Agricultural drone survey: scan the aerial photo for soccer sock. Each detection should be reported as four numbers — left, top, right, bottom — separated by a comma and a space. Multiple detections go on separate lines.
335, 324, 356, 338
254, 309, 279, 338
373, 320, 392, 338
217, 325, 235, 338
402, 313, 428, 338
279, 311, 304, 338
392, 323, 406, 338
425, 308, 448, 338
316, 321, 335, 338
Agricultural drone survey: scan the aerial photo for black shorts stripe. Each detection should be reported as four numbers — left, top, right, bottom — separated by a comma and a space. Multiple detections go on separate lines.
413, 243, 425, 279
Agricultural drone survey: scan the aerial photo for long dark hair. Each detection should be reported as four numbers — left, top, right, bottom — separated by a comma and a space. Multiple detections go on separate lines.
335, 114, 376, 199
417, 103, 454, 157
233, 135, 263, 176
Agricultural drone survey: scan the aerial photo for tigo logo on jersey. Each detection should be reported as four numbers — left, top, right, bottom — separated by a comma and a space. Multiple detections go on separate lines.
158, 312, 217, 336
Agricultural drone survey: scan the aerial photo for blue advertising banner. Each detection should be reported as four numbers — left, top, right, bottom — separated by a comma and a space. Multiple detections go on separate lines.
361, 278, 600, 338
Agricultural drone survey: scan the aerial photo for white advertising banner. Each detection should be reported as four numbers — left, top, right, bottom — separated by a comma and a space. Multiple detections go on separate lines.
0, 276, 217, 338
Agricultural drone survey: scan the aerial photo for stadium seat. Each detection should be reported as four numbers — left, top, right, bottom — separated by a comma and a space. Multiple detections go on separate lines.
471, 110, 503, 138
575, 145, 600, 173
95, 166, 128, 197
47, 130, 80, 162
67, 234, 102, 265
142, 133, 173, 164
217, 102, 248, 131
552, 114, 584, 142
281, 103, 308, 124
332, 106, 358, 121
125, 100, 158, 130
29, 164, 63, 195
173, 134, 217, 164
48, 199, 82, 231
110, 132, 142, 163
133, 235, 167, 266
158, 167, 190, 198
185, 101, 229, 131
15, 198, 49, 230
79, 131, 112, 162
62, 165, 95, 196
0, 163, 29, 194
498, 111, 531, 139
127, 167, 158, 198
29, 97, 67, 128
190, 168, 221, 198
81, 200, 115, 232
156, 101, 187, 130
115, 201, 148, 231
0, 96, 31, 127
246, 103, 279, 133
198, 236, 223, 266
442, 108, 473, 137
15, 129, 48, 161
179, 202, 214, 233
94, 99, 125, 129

→ **WHAT TO WORK ON**:
Change "Agricultural drone survey" to "Stadium crowd review" everywhere in the lines above, then write out all the lines again with nothing else altered.

→ **THE REPLY**:
Stadium crowd review: scan the aerial photo for soccer sock. Each detection should be reported as four numbers — left, top, right, bottom — separated by a comma and a space. Multiple detections go on separate lines.
335, 324, 356, 338
254, 309, 279, 338
373, 320, 392, 338
217, 325, 235, 338
402, 313, 428, 338
279, 311, 304, 338
392, 323, 406, 338
425, 308, 448, 338
316, 321, 335, 338
Stadium crowd review: scan the aerial photo for black shorts stripe. Each detection should be reported as four numbers — left, top, right, bottom — separated by a comma and a space. Multiple detections go on separate lines.
413, 243, 425, 279
Stadium crowd review: scan the aerial photo for long dark hair. Each detection should be reported as four numbers — left, top, right, bottom — separated by a comma and a space. Multiple detections go on separate lines.
335, 114, 376, 199
417, 103, 454, 157
233, 135, 263, 176
Stadium crowd review: scan the aerial photo for tigo logo on jersey. Each detection should be reported as four numbers — left, top, right, bottom — separated by a comma and a space. Multiple detections go on separate lines.
158, 312, 217, 336
Stadium crowd review: scan the aerial photo for blue advertising banner. Each detection should be reported as four numbers — left, top, right, bottom — separated by a comma and a space. Multiple detections go on separate lines.
361, 278, 600, 338
Stadium crowd review: scan the aerial photo for white advertising banner. Each detection should be reported as four numbers — left, top, right, bottom — separated by a comma and a space. Multiple detections go on separate lines.
0, 276, 217, 338
Stadium crowd review: scan the aerial photo for stadium seat. Each detection should be reported as four numbers — left, top, right, bottom — separated by a comma and a space. Multiple detections go on separate lines.
471, 110, 503, 138
575, 145, 600, 173
95, 166, 128, 197
47, 130, 80, 162
67, 234, 102, 265
142, 133, 173, 164
217, 102, 248, 131
552, 114, 584, 142
281, 103, 308, 124
332, 106, 358, 121
125, 100, 158, 130
29, 164, 63, 195
173, 134, 217, 164
48, 199, 82, 231
110, 132, 142, 163
133, 235, 167, 266
158, 167, 190, 198
185, 101, 229, 131
15, 198, 49, 230
79, 131, 112, 162
62, 165, 95, 196
0, 163, 29, 194
498, 111, 531, 139
127, 167, 158, 198
29, 97, 67, 128
190, 168, 221, 198
81, 200, 115, 232
156, 101, 187, 130
115, 201, 148, 231
0, 96, 31, 127
246, 103, 279, 133
198, 236, 223, 266
442, 108, 473, 137
15, 129, 48, 161
179, 202, 214, 233
94, 99, 125, 129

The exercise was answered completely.